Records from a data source
[Start of section]
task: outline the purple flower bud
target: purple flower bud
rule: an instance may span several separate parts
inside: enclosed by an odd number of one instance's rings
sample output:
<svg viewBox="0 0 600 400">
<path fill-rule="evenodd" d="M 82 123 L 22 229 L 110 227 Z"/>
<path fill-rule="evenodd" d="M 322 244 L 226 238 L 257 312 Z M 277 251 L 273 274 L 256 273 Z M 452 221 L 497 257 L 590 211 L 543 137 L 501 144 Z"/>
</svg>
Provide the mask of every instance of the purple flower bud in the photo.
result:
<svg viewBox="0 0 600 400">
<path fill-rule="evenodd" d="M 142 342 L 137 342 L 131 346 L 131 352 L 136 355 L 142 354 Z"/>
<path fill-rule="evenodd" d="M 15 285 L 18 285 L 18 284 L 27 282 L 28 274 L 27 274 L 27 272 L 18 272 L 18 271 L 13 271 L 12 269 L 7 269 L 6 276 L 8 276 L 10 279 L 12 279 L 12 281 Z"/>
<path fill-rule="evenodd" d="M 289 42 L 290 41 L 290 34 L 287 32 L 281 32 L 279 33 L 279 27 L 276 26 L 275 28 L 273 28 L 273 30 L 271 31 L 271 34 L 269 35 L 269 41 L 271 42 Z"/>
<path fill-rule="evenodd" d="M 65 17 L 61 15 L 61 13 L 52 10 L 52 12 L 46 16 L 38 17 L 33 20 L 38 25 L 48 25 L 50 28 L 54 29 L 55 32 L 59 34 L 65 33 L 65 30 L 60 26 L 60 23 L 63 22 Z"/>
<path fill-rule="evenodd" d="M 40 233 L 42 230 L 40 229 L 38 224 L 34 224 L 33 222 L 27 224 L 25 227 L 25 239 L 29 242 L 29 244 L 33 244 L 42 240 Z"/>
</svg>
[End of section]
The full set of entries should be transcribed exactly.

task: outline the purple flower bud
target: purple flower bud
rule: an instance may span several separate parts
inside: enclosed by an odd number of one instance's rings
sample output:
<svg viewBox="0 0 600 400">
<path fill-rule="evenodd" d="M 82 123 L 22 229 L 110 227 Z"/>
<path fill-rule="evenodd" d="M 322 244 L 226 238 L 257 312 Z M 277 251 L 273 274 L 256 273 Z M 452 221 L 497 257 L 590 211 L 543 137 L 501 144 Z"/>
</svg>
Provide the mask of every instance of the purple flower bud in the photo.
result:
<svg viewBox="0 0 600 400">
<path fill-rule="evenodd" d="M 142 342 L 137 342 L 131 346 L 131 352 L 136 355 L 142 354 Z"/>
<path fill-rule="evenodd" d="M 15 285 L 18 285 L 18 284 L 27 282 L 28 274 L 27 274 L 27 272 L 18 272 L 18 271 L 13 271 L 12 269 L 7 269 L 6 276 L 8 276 L 10 279 L 12 279 L 12 281 Z"/>
<path fill-rule="evenodd" d="M 289 42 L 290 41 L 290 34 L 287 32 L 281 32 L 279 33 L 279 27 L 276 26 L 275 28 L 273 28 L 273 30 L 271 31 L 271 34 L 269 35 L 269 41 L 271 42 Z"/>
<path fill-rule="evenodd" d="M 65 17 L 61 15 L 61 13 L 52 10 L 52 12 L 46 16 L 38 17 L 33 20 L 38 25 L 48 25 L 50 28 L 54 29 L 55 32 L 59 34 L 65 33 L 65 30 L 60 26 L 60 23 L 63 22 Z"/>
<path fill-rule="evenodd" d="M 40 233 L 42 230 L 40 229 L 38 224 L 34 224 L 33 222 L 27 224 L 25 227 L 25 239 L 29 242 L 29 244 L 33 244 L 42 240 Z"/>
</svg>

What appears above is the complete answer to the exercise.